** What is needed **
From the records below, pull out each line that contains the string "orange". Case counts.

——

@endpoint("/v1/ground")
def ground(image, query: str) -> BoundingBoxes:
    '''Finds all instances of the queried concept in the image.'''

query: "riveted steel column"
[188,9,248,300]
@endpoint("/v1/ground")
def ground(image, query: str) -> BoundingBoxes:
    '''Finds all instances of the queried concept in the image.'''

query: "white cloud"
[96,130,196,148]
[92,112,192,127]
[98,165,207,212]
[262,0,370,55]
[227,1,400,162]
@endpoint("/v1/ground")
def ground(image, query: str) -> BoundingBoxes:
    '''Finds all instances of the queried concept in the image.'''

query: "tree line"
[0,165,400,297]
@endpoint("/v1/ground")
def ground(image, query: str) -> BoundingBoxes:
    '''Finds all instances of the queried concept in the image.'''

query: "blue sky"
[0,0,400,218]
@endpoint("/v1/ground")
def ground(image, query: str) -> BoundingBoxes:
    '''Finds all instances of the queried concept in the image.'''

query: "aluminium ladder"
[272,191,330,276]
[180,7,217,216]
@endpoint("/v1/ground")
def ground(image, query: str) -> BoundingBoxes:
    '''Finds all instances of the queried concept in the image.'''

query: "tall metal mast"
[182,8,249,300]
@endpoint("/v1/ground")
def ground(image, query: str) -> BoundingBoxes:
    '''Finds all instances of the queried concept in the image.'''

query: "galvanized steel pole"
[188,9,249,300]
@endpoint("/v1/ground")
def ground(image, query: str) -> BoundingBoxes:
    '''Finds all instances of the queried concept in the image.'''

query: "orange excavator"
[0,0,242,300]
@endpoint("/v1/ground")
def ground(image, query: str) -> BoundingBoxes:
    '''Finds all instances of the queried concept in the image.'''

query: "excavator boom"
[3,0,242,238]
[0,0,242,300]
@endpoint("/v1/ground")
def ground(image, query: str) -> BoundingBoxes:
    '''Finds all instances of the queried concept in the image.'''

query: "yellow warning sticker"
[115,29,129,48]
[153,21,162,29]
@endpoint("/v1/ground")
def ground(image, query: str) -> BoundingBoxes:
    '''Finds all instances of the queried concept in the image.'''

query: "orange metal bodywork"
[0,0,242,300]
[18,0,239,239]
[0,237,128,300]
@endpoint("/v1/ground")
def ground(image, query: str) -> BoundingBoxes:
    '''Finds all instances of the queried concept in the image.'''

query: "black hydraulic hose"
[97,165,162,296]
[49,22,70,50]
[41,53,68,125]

——

** Correct output **
query: "orange excavator"
query: "orange metal bodywork"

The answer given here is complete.